__Teks Bacaan__.
Menuju konten utama
Mozaik

Bayang-bayang Kuasa Mataram di Bumi Pasundan

Mataram pernah menancapkan kuku politiknya di Tatar Sunda pada abad ke-17. Tak berlangsung lama, tapi jejaknya cukup membekas.

Bayang-bayang Kuasa Mataram di Bumi Pasundan
Header Mozaik Sultan Agung Hanyakrakusuma. tirto.id/Tino

tirto.id - Kerajaan Sunda dan Galuh telah menjadi suksesor Kerajaan Tarumanegara sekira tujuh abad lebih. Meski demikian, kerajaan ini tak bisa bertahan lebih lama. Di paruh akhir abad ke-16, eksistensi Kerajaan Sunda tersapu oleh perkembangan monarki Islam yang mengepungnya dari barat dan timur.

Seiring dengan melemahnya kekuatan Kerajaan Sunda, dua monarki Islam yang masih punya relasi kekerabatan dengannya, yakni Banten dan Cirebon, berhasil menundukkan beberapa pelabuhannya yang penting. Kerajaan Sunda kemudian ditundukkan oleh Sultan Maulana Yusuf dari Banten pada 1579.

Sultan kedua Banten itu melanjutkan politik ekspansi ke pedalaman Tanah Sunda yang telah dirintis sang ayah Maulana Hasanuddin. Demikianlah dia menyerang dan manaklukkan Pakwan Pajajaran, ibu kota Kerajaan Sunda. Sejumlah regalia Kerajaan Sunda kemudian diklaim dan dibagikan ke beberapa bangsawan Sunda.

Mahkota Kerajaan Sunda yang berjuluk Binokasih Sang Hyang Pake, misalnya, diserahkan pada Kerajaan Sumedang Larang yang mendaku sebagai pewaris sah Kerajaan Sunda. Ada pula watu gilang (batu tempat penobatan raja) yang dibawa oleh Sultan Banten ke keratonnya di Surosowan.

__Ketentuan Tugas__. Tuliskan ulang bagian artikel tentang kuasa Mataram di Tanah Sunda, mulai dari "Menuju konten utama" terus ke bawah hingga "Banten pada 1579.", tanpa mengubah satu kata pun.

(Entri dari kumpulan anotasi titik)
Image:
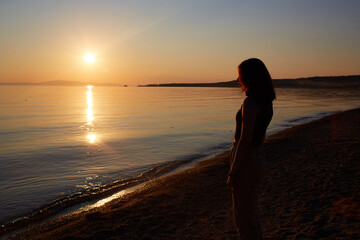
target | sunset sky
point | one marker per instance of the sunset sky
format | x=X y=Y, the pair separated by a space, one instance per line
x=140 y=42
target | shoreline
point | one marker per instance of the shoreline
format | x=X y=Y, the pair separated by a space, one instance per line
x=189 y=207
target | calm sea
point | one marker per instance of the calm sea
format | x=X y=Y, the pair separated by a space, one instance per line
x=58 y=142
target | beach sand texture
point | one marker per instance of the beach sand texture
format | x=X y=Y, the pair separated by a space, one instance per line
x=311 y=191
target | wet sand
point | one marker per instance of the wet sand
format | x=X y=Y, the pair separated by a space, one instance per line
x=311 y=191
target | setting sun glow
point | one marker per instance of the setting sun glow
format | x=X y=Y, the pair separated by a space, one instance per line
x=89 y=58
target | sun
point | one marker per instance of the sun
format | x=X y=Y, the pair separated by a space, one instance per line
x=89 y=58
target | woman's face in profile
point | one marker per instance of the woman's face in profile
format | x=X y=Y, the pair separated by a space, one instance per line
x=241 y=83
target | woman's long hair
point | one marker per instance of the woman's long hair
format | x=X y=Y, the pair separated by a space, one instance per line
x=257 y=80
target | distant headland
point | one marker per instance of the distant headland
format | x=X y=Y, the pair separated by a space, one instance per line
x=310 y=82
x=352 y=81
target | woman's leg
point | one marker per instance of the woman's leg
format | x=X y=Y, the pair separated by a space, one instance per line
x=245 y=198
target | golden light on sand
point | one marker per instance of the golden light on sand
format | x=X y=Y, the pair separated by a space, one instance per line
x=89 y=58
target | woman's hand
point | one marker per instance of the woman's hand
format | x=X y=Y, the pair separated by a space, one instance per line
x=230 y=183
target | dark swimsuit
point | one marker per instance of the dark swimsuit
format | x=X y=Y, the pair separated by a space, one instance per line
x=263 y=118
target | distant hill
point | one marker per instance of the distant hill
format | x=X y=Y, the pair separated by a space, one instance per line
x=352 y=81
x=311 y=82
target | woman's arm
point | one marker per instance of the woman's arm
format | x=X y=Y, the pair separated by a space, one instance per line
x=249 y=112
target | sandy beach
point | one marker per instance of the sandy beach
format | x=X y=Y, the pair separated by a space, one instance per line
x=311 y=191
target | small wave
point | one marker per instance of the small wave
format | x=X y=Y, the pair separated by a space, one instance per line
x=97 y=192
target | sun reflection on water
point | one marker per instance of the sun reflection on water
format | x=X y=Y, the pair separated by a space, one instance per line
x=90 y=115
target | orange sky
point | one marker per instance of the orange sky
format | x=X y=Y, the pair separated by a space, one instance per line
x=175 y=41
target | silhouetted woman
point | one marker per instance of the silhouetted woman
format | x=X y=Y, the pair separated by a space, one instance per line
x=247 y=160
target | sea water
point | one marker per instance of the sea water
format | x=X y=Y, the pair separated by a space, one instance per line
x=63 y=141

* * *

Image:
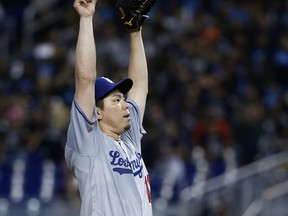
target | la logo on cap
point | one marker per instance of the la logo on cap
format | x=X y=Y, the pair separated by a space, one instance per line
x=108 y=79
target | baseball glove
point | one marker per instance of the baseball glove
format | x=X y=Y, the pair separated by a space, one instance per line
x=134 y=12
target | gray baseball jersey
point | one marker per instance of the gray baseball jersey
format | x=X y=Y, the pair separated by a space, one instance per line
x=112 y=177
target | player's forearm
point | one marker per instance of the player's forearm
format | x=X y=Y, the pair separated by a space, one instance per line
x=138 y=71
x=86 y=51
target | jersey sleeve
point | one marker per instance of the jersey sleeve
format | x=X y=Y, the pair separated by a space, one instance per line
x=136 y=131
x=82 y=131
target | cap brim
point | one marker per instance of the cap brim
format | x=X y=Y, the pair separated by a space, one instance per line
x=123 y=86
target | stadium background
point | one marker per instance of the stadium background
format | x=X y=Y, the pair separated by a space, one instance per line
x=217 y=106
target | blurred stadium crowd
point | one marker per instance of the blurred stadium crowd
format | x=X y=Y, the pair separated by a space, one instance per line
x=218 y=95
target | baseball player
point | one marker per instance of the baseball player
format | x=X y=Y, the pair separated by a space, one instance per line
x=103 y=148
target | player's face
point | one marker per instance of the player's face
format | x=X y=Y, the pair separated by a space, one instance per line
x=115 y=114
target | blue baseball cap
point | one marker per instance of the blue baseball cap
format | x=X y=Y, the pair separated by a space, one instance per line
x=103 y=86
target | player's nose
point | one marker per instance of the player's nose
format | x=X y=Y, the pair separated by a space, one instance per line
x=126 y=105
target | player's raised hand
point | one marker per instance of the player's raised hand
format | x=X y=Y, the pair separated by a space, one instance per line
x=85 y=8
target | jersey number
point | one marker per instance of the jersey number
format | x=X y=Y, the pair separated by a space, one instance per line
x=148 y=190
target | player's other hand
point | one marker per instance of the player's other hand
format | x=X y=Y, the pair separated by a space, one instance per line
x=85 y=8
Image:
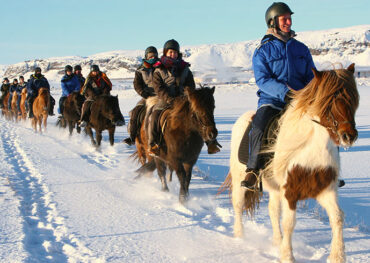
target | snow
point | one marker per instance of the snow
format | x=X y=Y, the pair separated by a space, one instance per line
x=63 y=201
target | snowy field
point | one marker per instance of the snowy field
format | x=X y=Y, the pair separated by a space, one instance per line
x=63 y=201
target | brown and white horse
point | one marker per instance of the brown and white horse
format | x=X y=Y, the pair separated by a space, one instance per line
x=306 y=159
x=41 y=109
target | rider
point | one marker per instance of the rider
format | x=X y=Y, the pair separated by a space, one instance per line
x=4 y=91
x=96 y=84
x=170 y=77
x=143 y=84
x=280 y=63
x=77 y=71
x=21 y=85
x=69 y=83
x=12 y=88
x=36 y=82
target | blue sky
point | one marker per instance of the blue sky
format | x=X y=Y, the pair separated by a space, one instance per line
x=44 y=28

__Contoh Penyelesaian__.
Menuju konten utama
Mozaik

Bayang-bayang Kuasa Mataram di Bumi Pasundan

Mataram pernah menancapkan kuku politiknya di Tatar Sunda pada abad ke-17. Tak berlangsung lama, tapi jejaknya cukup membekas.

Bayang-bayang Kuasa Mataram di Bumi Pasundan
Header Mozaik Sultan Agung Hanyakrakusuma. tirto.id/Tino

tirto.id - Kerajaan Sunda dan Galuh telah menjadi suksesor Kerajaan Tarumanegara sekira tujuh abad lebih. Meski demikian, kerajaan ini tak bisa bertahan lebih lama. Di paruh akhir abad ke-16, eksistensi Kerajaan Sunda tersapu oleh perkembangan monarki Islam yang mengepungnya dari barat dan timur.

Seiring dengan melemahnya kekuatan Kerajaan Sunda, dua monarki Islam yang masih punya relasi kekerabatan dengannya, yakni Banten dan Cirebon, berhasil menundukkan beberapa pelabuhannya yang penting. Kerajaan Sunda kemudian ditundukkan oleh Sultan Maulana Yusuf dari Banten pada 1579.